• [YOUR TASK]:
Could you quote the rows below word for word, from the beginning of the rows up to and including the line with "[482,291,512,586]", and leave out the pictures?

= = = = = = =

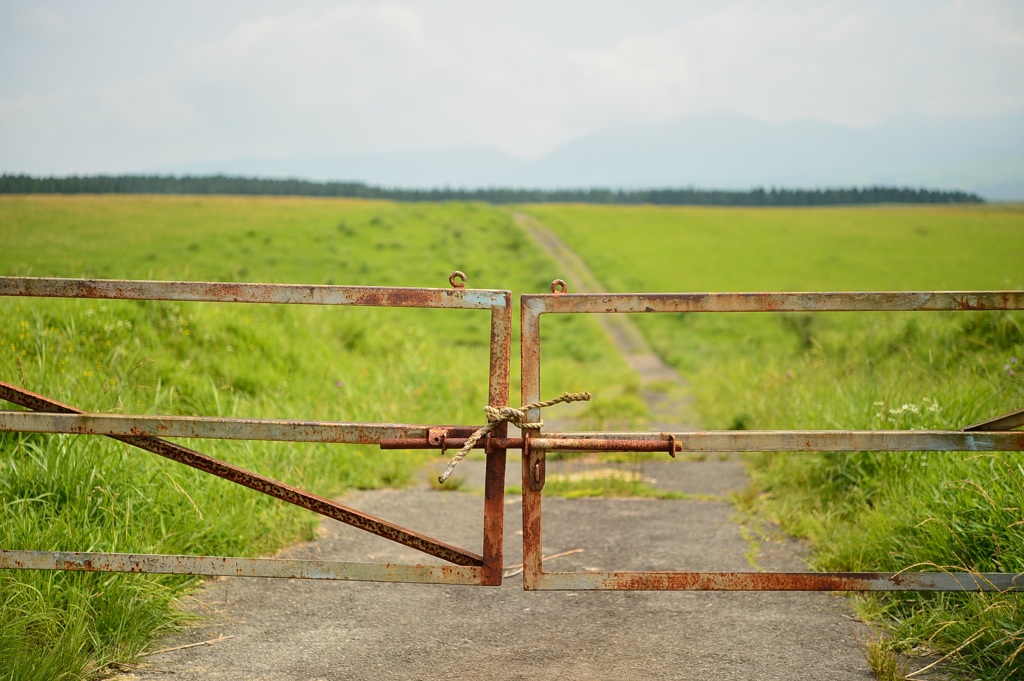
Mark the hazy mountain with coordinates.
[156,115,1024,201]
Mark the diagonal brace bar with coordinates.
[0,381,483,566]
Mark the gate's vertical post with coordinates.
[519,296,544,591]
[482,291,512,586]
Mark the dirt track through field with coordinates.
[121,216,874,681]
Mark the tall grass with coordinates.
[530,202,1024,679]
[0,197,629,679]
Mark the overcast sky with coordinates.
[0,0,1024,174]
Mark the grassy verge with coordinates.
[529,206,1024,679]
[0,197,629,679]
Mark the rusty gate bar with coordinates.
[522,291,1024,314]
[535,571,1024,591]
[0,551,483,584]
[519,282,1024,591]
[0,409,471,449]
[376,432,1024,454]
[0,273,512,585]
[0,382,482,565]
[8,411,1024,453]
[0,276,511,313]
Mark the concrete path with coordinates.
[121,473,873,681]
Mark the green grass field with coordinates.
[0,197,1024,679]
[0,197,629,679]
[529,206,1024,679]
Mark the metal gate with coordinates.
[0,272,1024,591]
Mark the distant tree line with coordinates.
[0,174,983,206]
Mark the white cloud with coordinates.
[0,0,1024,172]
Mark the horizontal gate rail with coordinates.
[6,409,1024,453]
[0,276,511,310]
[520,281,1024,591]
[535,571,1024,591]
[0,272,512,586]
[0,551,483,584]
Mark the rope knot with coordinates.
[437,392,590,484]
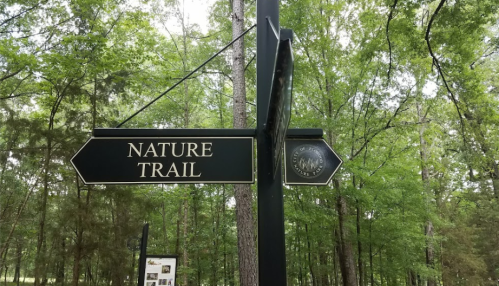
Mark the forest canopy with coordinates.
[0,0,499,286]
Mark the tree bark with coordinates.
[335,193,358,286]
[417,104,436,286]
[232,0,258,286]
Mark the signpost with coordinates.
[71,137,254,184]
[71,0,342,286]
[284,139,343,185]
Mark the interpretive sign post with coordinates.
[143,255,178,286]
[71,0,342,286]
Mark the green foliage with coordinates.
[0,0,499,286]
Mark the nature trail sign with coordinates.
[71,137,254,184]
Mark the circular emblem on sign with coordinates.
[291,144,325,179]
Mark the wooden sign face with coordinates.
[71,137,254,184]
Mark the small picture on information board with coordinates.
[144,255,177,286]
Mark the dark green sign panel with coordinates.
[71,137,254,184]
[284,139,343,185]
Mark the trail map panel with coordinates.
[71,137,254,184]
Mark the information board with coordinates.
[144,255,177,286]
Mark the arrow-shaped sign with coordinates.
[284,139,343,185]
[71,137,254,184]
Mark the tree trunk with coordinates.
[232,0,258,286]
[35,136,52,286]
[335,192,357,286]
[182,190,189,286]
[357,200,364,286]
[417,104,436,286]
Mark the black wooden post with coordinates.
[137,223,149,286]
[256,0,286,286]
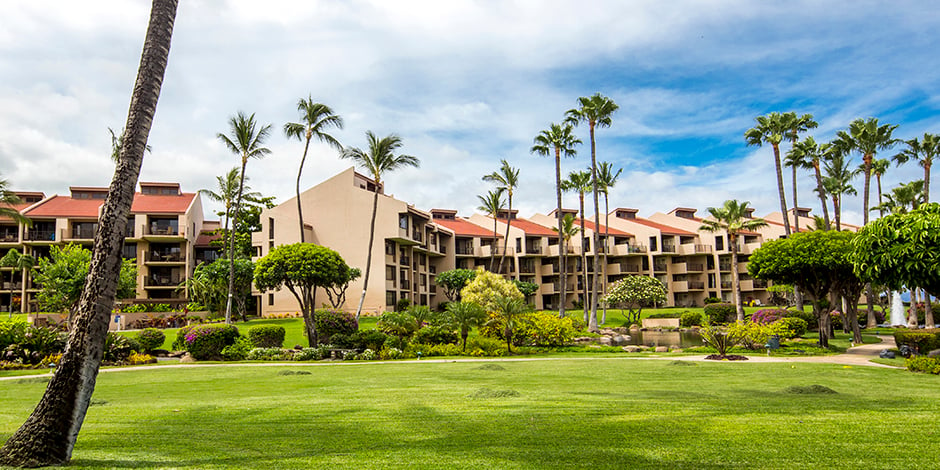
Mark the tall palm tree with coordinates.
[894,132,940,202]
[216,111,271,324]
[561,171,597,324]
[0,0,177,467]
[483,160,519,273]
[871,158,891,217]
[823,142,858,230]
[477,188,506,273]
[597,162,623,324]
[566,93,620,331]
[699,199,767,321]
[744,113,792,235]
[783,112,819,231]
[340,131,420,321]
[529,123,581,317]
[0,248,36,319]
[284,96,343,243]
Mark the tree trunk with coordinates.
[555,147,568,317]
[297,132,311,243]
[356,189,379,323]
[771,144,790,237]
[0,0,177,467]
[585,122,607,331]
[728,233,744,321]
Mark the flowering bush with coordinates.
[184,324,238,360]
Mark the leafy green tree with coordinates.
[340,131,420,321]
[852,203,940,326]
[744,113,792,235]
[603,276,668,325]
[477,188,507,272]
[254,243,350,347]
[490,294,532,353]
[529,123,581,316]
[434,269,477,301]
[483,160,519,273]
[284,95,343,243]
[699,199,767,321]
[217,111,271,324]
[561,171,597,326]
[747,230,858,348]
[597,162,623,323]
[0,248,36,319]
[33,243,137,324]
[0,0,177,467]
[444,302,486,351]
[565,93,620,331]
[460,268,525,312]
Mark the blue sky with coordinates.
[0,0,940,226]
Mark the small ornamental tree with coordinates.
[460,268,525,312]
[255,243,349,347]
[434,269,477,302]
[851,203,940,328]
[603,276,667,324]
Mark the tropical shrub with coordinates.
[702,302,737,325]
[185,324,238,360]
[248,325,287,348]
[137,328,166,352]
[314,309,359,343]
[679,311,702,328]
[412,326,460,344]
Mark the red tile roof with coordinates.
[433,217,502,238]
[510,219,558,238]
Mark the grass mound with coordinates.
[783,384,839,395]
[467,388,520,400]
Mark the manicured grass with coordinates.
[0,359,940,470]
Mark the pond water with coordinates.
[629,330,703,348]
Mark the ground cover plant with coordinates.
[0,358,940,469]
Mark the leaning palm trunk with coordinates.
[356,189,379,323]
[0,0,177,467]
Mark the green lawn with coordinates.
[0,358,940,470]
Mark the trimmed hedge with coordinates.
[248,325,287,348]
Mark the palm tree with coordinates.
[483,160,519,273]
[529,123,581,317]
[894,132,940,202]
[561,171,597,324]
[217,111,271,324]
[0,248,36,318]
[744,113,793,236]
[699,199,767,321]
[284,96,343,243]
[597,162,623,324]
[566,93,620,331]
[477,188,506,272]
[871,158,891,217]
[0,0,177,467]
[340,131,420,321]
[445,302,487,351]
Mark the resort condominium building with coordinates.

= = = = = = =

• [OUTPUT]:
Mark the hazy mountain with coordinates.
[156,115,1024,201]
Mark the diagonal brace bar with coordinates.
[0,381,483,566]
Mark the gate's vertical post with coordinates.
[519,296,544,591]
[482,291,512,586]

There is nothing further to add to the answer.